## [Teks Bacaan]
3. Ilmu al-Fathi wa al-faidh terkandung dalam ayat:

وَاتَّقُوا اللَّهَ وَيُعَلِّمُكُمُ اللَّهُ وَاللَّهُ بِكُلِّ شَيْءٍ عَلِيم ٌ ) البقرة : 282)

Dan bertakwalah kepada Allah; Allah mengajarmu; dan Allah Maha Mengetahui segala sesuatu.

Dalam tafsirnya Imam Thobari ayat ini dita’wil oleh Abu Ja’far; bahwa seseorang yang bertaqwa kepada Allah dalam arti seorang yang senantiasa takut akan melakukan larangan-larangan-Nya dan senantiasa ber- tadarru’ maka akan dipermudahkan oleh Allah untuk dapat memahami ilmu-ilmu-Nya yang telah tersebar di ayat-ayat qauliyah dan kauniyah. Baik dipermudahkan untuk memahami hukum-hukum Allah ataupun hukum-hukum makhluk-Nya. Baik tatacara interaksi vertikal atau interaksi horisontal. Dalam hal ini pula seseorang diwajibkan untuk mengamalkan ilmu-ilmu yang telah diperoleh selama hidupnya. dan Allah akan mengontrolnya dengan sifat-Nya yang Maha Mengetahui.

Al-Qur’an sebagai dustur agama kita telah banyak menuturkan derajat ataupun ganjaran bagi orang yang bertakwa, salahsatunya di ayat 28 dalam surat al-Hadiid. Dalam ayat tersebut orang yang bertaqwa kepada Allah dan mengimani rasul-Nya maka akan diberikanlah dua rahmat-Nya, yakni menjadikan untuk kita cahaya yang dengan cahaya itu kita dapat berjalan dan Dia akan mengampuni kita. Dengan adanya cahaya itulah kita akan dengan mudah mendapatkan petunjuk-Nya untuk memahami ilmu-ilmu-Nya. Dengan cahaya itu pula keburaman hati akan tersinari dan memancarkan cahayanya, sehingga pemahaman kita pun akan semakin bertambah. Dengan taqwa, seseorang akan memenuhi hidupnya dengan hal-hal positif dan menjauhkan dari hal-hal yang tiada guna. Sehingga dalam hal ini pulalah secara tidak langsung ia akan senantiasa berusaha membaca realita yang ada, memikirkan ciptaan-ciptaan-Nya serta merefleksikan dan menganalisa semua yang ada di dunia ini, termasuk dalam ilmu-ilmu agama atau ilmu-ilmu dunia. Dan pada akhirnya seseorang akan keluar dari jurang kebodohan dan menuju cahaya pengetahuan.

4. Ilmu Laduni terkandung dalam ayat:

فَوَجَدَا عَبْدًا مِنْ عِبَادِنَا آَتَيْنَاهُ رَحْمَةً مِنْ عِنْدِنَا وَعَلَّمْنَاهُ مِنْ لَدُنَّا عِلْمًا (الكهف : 65)

## [Cuplikan Data]
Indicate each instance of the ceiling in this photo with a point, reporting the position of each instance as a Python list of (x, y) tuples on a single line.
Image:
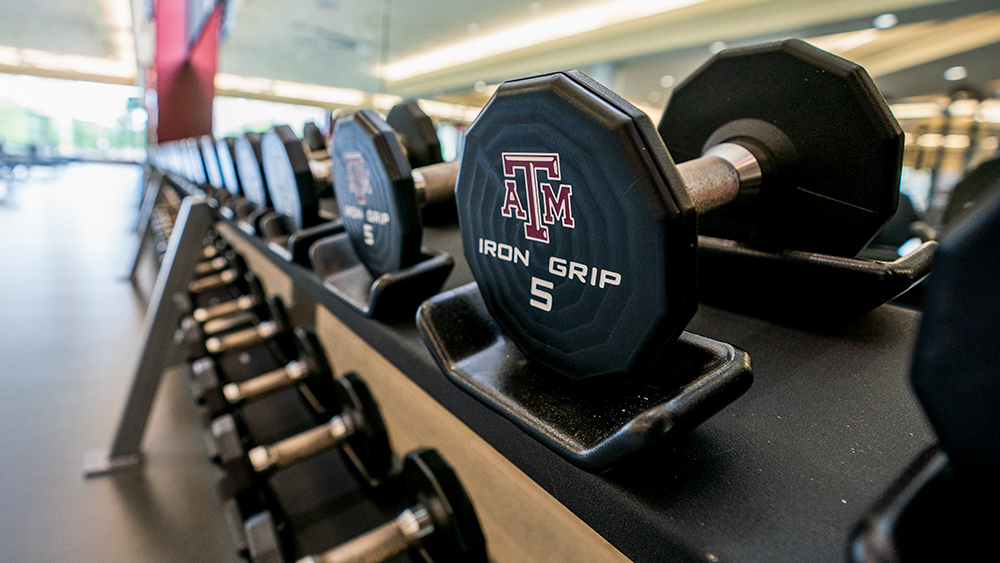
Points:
[(442, 48)]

## [Petunjuk Pengerjaan]
• 1. Menurut teks tentang macam-macam ilmu dalam ayat Al-Qur'an, apa dua rahmat yang diberikan kepada orang yang bertakwa kepada Allah dan mengimani rasul-Nya dalam ayat 28 surat al-Hadiid?
• 2. Lanjutkan teks tentang macam-macam ilmu dalam ayat Al-Qur'an dari bagian terakhirnya.

## [Hasil Latihan]
• 1. Allah menjadikan cahaya yang dengannya kita dapat berjalan, dan Dia akan mengampuni kita.

• 2.
Lalu mereka bertemu dengan seorang hamba di antara hamba-hamba Kami, yang telah Kami berikan kepadanya rahmat dari sisi Kami, dan yang telah Kami ajarkan kepadanya ilmu dari sisi Kami.

Dalam kaitan ilmu laduni ini, Allah akan memberikannya kepada hamba-hamba-Nya yang terpilih. Tidak semua hamba diberikan ilmu laduni, sebab ilmu ini merupakan ilmu untuk mengetahui hal-hal yang masih belum dan akan terjadi. Dalam ayat di atas, hamba Allah terpilih itu adalah Khidir , seorang hamba Allah yang sholih dan telah diberikan kelebihan ilmu untuk mengetahui sesuatu dibalik realitas yang ada. Ilmu laduni merupakan ilmu bathin sebagaimana ilham langsung dari Allah swt. secara tiba-tiba tanpa melalui usaha. Ilmu laduni merupakan sebuah ilmu yang mampu melihat rahasia kedepan. Seseorang yang memiliki ilmu laduni, akan memperoleh pengetahuan tanpa usaha sebelumnya.

5. Ilmu al-Kasyf terkandung dalam ayat:

لَقَدْ كُنْتَ فِي غَفْلَةٍ مِنْ هَذَا فَكَشَفْنَا عَنْكَ غِطَاءَكَ فَبَصَرُكَ الْيَوْمَ حَدِيدٌ (ق: 22)

“Sesungguhnya kamu berada dalam keadaan lalai dari (hal) ini, maka Kami singkapkan dari padamu tutup (yang menutupi) matamu, maka penglihatanmu pada hari itu amat tajam.”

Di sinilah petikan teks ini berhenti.